- _Requirements_: Switch "disc" to "circle" in the material, starting at the line containing "In this exercise you will mark every instance of the brick" and running through the end. Return only those lines, with nothing else changed.

- _Excerpted records_:
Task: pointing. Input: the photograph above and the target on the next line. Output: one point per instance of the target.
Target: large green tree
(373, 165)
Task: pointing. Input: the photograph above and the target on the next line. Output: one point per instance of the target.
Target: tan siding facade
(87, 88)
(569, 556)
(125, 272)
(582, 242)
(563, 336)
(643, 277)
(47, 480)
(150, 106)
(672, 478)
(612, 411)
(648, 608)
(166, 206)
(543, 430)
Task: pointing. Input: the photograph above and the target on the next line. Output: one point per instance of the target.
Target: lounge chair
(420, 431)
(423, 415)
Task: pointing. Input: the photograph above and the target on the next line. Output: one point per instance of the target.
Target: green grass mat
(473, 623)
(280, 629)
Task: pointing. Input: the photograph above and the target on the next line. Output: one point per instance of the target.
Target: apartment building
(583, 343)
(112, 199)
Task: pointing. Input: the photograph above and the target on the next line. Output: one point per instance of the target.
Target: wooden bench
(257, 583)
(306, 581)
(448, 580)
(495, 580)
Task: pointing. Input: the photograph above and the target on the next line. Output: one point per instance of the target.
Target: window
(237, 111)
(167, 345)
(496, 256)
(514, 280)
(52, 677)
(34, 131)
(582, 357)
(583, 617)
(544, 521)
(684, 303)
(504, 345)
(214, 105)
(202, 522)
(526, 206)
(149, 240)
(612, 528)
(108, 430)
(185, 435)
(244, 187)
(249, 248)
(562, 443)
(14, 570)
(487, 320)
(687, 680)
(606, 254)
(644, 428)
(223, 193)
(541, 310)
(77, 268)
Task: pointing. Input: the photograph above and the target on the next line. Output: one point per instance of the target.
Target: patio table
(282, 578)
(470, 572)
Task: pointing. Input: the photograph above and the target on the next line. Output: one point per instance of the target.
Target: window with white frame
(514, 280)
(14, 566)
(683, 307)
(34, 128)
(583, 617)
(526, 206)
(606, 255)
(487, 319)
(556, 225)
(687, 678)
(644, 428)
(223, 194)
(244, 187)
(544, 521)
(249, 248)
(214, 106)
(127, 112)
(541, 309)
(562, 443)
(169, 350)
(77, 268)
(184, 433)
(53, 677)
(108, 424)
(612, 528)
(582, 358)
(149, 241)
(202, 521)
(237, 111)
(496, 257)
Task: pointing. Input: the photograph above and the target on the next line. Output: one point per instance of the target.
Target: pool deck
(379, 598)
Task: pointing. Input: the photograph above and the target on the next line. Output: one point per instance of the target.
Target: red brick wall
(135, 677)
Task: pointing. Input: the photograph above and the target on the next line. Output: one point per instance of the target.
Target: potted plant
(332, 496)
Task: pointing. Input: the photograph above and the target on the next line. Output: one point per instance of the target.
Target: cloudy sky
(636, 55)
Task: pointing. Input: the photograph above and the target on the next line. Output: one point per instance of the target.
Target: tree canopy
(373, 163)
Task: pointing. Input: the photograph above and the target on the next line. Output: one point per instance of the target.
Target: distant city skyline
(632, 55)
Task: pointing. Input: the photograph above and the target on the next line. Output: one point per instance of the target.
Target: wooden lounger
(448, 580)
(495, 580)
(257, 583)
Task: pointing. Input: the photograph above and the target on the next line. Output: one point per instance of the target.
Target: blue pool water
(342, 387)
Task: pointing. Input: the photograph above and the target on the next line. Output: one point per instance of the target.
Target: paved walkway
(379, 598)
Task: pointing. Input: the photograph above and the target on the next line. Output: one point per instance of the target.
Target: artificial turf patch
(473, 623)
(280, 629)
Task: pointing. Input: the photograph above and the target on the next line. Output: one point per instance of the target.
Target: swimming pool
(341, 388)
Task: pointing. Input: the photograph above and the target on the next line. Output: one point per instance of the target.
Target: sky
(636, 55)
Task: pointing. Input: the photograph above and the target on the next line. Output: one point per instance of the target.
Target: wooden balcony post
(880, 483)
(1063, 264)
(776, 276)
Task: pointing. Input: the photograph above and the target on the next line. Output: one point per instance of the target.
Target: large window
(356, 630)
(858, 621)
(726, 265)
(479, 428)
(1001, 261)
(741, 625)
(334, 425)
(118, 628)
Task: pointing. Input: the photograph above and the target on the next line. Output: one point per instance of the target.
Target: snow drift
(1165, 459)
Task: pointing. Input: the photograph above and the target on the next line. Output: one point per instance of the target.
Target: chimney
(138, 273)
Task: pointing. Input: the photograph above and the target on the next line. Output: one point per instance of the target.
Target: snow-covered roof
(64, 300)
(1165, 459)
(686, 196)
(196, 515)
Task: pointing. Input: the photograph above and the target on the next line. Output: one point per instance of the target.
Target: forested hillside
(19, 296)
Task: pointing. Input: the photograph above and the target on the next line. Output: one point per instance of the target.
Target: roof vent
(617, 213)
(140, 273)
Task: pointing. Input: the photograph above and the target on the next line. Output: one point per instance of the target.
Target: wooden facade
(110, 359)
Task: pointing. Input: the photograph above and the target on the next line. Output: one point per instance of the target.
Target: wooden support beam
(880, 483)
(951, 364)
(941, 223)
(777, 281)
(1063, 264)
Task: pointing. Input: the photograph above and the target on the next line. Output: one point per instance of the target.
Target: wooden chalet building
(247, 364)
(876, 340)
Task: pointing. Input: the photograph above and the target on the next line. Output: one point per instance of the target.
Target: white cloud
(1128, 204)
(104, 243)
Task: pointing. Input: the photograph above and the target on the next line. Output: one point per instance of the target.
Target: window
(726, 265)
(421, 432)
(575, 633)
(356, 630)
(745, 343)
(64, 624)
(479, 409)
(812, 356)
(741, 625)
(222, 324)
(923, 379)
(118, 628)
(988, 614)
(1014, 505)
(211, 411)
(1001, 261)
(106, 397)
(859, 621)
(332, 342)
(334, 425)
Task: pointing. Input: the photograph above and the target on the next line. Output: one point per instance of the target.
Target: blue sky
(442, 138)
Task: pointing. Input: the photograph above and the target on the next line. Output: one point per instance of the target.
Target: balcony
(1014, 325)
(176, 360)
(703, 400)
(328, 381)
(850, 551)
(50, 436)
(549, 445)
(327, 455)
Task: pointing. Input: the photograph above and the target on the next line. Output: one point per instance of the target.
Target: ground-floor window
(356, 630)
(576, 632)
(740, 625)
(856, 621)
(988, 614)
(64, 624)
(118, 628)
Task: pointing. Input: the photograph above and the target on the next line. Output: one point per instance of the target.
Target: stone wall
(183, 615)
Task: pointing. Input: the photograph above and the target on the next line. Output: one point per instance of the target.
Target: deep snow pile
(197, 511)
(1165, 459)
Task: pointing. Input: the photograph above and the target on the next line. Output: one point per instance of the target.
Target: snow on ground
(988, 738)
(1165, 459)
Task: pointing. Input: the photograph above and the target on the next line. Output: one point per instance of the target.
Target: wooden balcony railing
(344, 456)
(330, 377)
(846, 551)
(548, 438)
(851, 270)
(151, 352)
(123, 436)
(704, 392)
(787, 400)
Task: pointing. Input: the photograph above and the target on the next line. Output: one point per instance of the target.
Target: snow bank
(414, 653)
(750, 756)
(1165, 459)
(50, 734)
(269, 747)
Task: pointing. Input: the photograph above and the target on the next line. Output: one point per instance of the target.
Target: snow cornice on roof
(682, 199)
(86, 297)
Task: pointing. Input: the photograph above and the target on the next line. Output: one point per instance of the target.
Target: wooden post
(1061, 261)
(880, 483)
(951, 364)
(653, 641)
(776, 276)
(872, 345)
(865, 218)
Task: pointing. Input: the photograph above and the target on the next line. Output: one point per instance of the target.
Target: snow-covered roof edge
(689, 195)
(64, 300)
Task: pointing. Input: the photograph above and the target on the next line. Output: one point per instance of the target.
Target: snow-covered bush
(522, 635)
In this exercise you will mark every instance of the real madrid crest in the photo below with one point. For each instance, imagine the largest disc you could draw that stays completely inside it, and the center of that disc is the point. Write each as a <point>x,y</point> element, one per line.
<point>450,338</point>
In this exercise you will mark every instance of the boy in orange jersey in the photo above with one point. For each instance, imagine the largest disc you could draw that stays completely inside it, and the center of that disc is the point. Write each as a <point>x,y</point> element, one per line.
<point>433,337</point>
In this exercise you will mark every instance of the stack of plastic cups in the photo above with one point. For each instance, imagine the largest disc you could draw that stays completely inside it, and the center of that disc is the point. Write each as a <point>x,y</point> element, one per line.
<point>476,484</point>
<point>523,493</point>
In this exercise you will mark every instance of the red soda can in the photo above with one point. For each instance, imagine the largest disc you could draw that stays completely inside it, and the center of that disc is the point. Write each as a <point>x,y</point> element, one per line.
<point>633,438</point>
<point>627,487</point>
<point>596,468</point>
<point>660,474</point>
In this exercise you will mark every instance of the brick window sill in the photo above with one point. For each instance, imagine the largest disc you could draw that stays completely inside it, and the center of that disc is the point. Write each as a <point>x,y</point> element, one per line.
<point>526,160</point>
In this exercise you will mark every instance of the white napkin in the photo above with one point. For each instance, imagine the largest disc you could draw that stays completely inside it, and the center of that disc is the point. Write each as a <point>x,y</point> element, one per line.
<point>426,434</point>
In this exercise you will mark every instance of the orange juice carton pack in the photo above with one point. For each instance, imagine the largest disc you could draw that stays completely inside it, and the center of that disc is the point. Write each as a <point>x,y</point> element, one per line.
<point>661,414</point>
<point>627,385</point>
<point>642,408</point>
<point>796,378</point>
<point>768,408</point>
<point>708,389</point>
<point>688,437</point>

- _Result of this task_:
In this exercise you will mark every instance of the brick window sill in the photo above with one point. For each instance, imagine the largest circle you could draw that stays completely inside it, and the center of that circle is the point. Write each as a <point>x,y</point> element, one per line.
<point>526,160</point>
In this exercise you will mark every instance of the white napkin in the photo above with one point. For each instance, imagine the largest circle you could draw that stays completely inside it, and the center of that circle is the point. Write each as a <point>x,y</point> element, one per line.
<point>426,434</point>
In this exercise you will mark every instance of the orange juice carton pack in the photo above with one point. For each instance, imagine the largest circle you could draw that stays completely inside it, and the center of that circle is the point. Write each as a <point>x,y</point> element, one per line.
<point>661,414</point>
<point>627,385</point>
<point>642,408</point>
<point>796,378</point>
<point>768,408</point>
<point>708,389</point>
<point>688,437</point>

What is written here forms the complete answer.